### Passage

The dozens of unmasked protesters crowded together Tuesday outside the S.C. Statehouse to greet the long-awaited return of the Legislature denounced the COVID “hoax” and demanded freedom from the oppression of a dictatorial governor who … um … was one of the last in the nation to order anybody to stay home … and then only a few people … and for only a few weeks … and who, since the doctors admitted that wearing masks helps, has steadfastly refused to make most people mask up.
They can be forgiven for spouting nonsense, if not for their defiant determination to expose themselves and others to infection. They are in a decided minority, as even most South Carolinians who are angry about largely unenforced local mask mandates acknowledge that COVID-19 has killed 3,000 people in our state alone.
What’s difficult to forgive is the sound and fury inside the Statehouse that similarly signified nothing.
In the upper chamber, Senate Republican Leader Shane Massey — egged on by fellow senators on the left and right — kicked off Wednesday’s session with a broadside against Gov. Henry McMaster’s failure to tell us “what the end game is” and keep within the confines of his emergency powers and over inconsistencies in his restrictions: limits on the number of people in entertainment venues but not Walmart, mask requirements for people walking from the restaurant doors to their table and then back to the doors, but not in most other businesses.
There were no such 40-minute speeches in the House, but a quieter action, the introduction of a joint resolution requiring school districts to offer in-person classes five days a week, set the stage for a rebellion this coming week that promises no more substance.

######
### Dataset content

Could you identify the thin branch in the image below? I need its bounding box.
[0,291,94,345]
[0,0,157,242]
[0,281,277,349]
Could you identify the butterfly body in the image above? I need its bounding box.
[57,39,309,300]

######
### Dataset content

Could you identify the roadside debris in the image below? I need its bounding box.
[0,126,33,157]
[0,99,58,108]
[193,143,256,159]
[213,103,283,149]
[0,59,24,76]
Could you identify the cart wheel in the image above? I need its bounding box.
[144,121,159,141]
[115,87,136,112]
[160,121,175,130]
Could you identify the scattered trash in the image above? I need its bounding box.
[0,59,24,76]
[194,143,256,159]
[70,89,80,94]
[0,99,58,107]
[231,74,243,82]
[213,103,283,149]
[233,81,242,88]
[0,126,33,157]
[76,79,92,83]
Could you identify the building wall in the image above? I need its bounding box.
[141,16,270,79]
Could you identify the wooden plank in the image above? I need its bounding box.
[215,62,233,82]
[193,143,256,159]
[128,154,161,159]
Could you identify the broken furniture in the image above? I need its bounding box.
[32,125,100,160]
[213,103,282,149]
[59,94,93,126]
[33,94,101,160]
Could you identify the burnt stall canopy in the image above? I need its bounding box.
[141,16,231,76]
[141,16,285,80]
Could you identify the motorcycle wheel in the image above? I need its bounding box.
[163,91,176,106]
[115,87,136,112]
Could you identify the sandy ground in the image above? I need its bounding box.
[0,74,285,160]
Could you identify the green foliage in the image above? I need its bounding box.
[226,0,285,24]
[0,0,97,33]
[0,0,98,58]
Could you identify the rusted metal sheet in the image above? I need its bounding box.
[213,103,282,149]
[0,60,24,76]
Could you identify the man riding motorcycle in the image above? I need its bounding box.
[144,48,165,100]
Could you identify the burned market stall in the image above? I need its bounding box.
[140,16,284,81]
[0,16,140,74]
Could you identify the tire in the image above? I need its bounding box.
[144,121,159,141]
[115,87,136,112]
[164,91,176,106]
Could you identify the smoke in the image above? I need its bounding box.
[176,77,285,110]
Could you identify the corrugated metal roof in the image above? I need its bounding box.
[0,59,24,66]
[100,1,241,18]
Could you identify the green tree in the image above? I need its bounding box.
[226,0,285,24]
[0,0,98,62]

######

Tasks for this exercise:
**A.** Answer these questions from the Statehouse passage:
(i) How many people does it say COVID-19 has killed in South Carolina?
(ii) Who opened Wednesday's Senate session with a broadside against the governor?
(iii) What would the joint resolution introduced in the House require of school districts?
**B.** Proceed with the Statehouse passage, picking up right after its final sentence.
The items are separate material and have no connection to the Statehouse passage.

Results for each task:
**A.**
(i) 3,000 people.
(ii) Senate Republican Leader Shane Massey.
(iii) It would require them to offer in-person classes five days a week.

**B.**
The Post and Courier’s Seanna Adcox reports that the House will debate and likely pass H.5579, which requires districts to provide face-to-face classes. But only as long as the governor continues to declare states of emergency. It also directs state Education Superintendent Molly Spearman to “enforce the provisions of this Joint Resolution to ensure full compliance by all public school districts.” Without providing any sort of penalty, or mechanism of enforcement, for noncompliance.
But those problems could be remedied with an even moderately well-thought-out amendment. The main problem with the resolution is that it’s all but impossible for it to become law. Because representatives didn’t set the wheels in motion this past week, the soonest it could clear the House is Wednesday, and then only with unanimous consent.
And even if that happened, it could only pass the Senate if it arrived while the Senate was still in session Wednesday and the Senate agreed unanimously to waive its own rules. And extend the session to Friday. And if the House agreed with that.
Which is to say that the resolution is not a serious effort but merely the sort of “message” that Sen. Shane Martin said lawmakers need to send the governor. Or … someone.
What makes all this so frustrating is that lawmakers identified real problems that need some legislative attention.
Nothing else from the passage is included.